TASK DESCRIPTION – Reproduce the records below line for line, shifting every bounding-box coordinate in the answers by -60 and leaving all other numbers unchanged. Leave out the pictures.

RECORDS SHOWN –
========

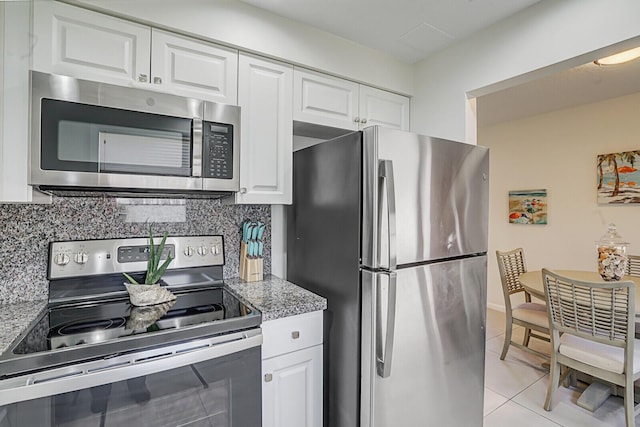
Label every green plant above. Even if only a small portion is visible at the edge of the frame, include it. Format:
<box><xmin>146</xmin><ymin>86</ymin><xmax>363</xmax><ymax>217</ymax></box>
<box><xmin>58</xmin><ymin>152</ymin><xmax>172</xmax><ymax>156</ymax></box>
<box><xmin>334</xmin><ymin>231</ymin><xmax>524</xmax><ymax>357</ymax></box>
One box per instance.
<box><xmin>122</xmin><ymin>226</ymin><xmax>173</xmax><ymax>285</ymax></box>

========

CORRECT OUTPUT –
Label every green plant above. Even if only a small portion is visible at the edge of the frame, include it. Format:
<box><xmin>146</xmin><ymin>86</ymin><xmax>363</xmax><ymax>217</ymax></box>
<box><xmin>58</xmin><ymin>152</ymin><xmax>172</xmax><ymax>156</ymax></box>
<box><xmin>334</xmin><ymin>231</ymin><xmax>524</xmax><ymax>357</ymax></box>
One box per instance.
<box><xmin>62</xmin><ymin>166</ymin><xmax>113</xmax><ymax>225</ymax></box>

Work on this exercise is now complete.